*** Block opens ***

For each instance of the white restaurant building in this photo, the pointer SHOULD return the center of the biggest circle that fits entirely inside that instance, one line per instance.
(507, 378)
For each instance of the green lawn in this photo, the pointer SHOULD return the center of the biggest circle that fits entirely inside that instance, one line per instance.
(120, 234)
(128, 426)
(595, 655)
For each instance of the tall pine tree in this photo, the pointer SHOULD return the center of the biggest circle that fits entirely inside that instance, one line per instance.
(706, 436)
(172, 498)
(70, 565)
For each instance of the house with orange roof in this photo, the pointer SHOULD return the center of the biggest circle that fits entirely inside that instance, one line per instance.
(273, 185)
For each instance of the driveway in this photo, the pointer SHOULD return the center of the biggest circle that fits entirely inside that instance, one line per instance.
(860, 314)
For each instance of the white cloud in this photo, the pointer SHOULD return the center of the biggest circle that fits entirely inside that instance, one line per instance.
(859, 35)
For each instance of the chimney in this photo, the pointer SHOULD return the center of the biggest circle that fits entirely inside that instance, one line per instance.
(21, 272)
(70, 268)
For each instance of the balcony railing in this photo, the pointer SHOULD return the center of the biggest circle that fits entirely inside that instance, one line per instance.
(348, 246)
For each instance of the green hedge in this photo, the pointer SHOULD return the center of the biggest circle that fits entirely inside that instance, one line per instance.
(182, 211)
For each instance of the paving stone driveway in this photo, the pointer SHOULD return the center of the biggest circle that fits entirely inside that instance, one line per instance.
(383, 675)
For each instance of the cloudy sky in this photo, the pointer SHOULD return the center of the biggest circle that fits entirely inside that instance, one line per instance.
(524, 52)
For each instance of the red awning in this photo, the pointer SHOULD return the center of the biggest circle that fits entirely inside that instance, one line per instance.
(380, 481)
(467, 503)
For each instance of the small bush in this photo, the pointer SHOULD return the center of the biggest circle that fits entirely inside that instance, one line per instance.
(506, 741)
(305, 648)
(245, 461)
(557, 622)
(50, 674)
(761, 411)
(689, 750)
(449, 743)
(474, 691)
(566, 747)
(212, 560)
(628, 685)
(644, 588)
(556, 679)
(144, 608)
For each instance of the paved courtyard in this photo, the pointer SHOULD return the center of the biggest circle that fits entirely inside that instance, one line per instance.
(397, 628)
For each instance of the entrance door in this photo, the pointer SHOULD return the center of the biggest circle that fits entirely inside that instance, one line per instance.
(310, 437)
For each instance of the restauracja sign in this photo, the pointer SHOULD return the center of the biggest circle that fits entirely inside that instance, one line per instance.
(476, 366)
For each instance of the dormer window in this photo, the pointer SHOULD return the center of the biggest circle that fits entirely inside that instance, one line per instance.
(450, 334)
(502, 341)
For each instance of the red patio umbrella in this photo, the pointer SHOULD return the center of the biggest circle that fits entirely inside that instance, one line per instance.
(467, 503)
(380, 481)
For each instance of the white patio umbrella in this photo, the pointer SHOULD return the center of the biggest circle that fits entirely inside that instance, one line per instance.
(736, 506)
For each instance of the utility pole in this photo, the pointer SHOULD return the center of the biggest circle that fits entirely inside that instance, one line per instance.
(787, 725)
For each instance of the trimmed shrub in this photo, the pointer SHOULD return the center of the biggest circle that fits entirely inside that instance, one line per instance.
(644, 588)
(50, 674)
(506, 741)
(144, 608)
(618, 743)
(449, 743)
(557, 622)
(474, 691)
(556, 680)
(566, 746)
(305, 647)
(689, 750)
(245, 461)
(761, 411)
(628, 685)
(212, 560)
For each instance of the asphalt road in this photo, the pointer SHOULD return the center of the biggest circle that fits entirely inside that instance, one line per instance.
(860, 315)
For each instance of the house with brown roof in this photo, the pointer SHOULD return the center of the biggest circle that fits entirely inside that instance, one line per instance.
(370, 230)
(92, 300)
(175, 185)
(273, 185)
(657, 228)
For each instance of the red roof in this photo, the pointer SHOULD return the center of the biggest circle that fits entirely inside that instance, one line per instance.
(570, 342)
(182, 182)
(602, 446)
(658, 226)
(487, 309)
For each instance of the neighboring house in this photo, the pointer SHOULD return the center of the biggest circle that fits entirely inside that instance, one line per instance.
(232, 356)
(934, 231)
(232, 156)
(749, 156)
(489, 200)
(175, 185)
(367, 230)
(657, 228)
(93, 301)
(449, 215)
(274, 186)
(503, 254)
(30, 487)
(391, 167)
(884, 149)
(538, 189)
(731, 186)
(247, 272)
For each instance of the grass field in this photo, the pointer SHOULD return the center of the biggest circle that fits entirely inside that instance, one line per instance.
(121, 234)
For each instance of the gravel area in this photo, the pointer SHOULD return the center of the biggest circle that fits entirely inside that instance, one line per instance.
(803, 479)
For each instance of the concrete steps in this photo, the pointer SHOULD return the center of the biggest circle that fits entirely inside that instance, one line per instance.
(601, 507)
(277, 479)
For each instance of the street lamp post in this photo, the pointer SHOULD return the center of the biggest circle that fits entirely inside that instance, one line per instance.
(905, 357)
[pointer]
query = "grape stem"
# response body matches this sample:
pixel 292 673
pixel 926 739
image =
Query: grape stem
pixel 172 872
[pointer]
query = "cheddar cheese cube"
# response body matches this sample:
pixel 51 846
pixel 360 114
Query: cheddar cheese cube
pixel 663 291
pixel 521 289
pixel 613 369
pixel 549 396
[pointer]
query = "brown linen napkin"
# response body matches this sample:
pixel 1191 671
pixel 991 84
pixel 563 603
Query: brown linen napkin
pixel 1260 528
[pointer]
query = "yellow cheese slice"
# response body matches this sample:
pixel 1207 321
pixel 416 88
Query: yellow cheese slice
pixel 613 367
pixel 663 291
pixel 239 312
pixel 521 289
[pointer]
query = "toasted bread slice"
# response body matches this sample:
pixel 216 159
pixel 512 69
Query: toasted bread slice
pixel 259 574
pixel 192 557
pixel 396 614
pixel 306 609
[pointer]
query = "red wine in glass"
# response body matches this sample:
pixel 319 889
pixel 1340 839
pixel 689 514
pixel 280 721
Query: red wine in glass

*** Block closes ***

→ What the exercise asks: All that is needed is the exact run of lines above from the line containing "pixel 51 846" through the line containing "pixel 416 88", both of them included.

→ Result of this task:
pixel 51 846
pixel 360 114
Query: cheddar cheese cube
pixel 663 291
pixel 521 289
pixel 613 369
pixel 549 396
[pointer]
query = "brown linen napkin"
# response body matches this sample:
pixel 1191 671
pixel 991 84
pixel 563 603
Query: brown linen napkin
pixel 1260 528
[pointer]
query = "yellow cheese slice"
# response body matches this sample:
pixel 1207 321
pixel 416 88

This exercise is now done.